- Exercise -
Rewrite every line of the records below, requests included, but adjust each coordinate in the answers by -35. Leave the pictures out.

- Stored rows -
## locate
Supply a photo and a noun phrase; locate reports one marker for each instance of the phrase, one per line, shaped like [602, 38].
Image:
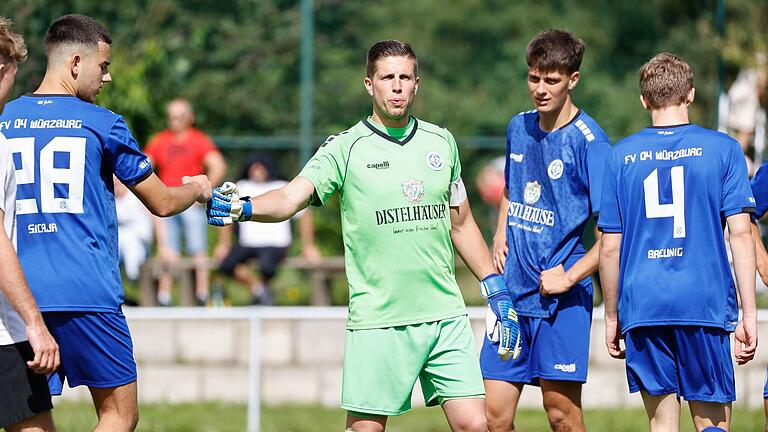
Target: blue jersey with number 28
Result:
[668, 191]
[65, 151]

- Exercise result -
## locate
Supply a photo and a noun phrase; locate reports one marker for each instance of the phrase, one per line, shaped like [602, 38].
Image:
Target: blue jersey with number 28
Result:
[633, 156]
[30, 116]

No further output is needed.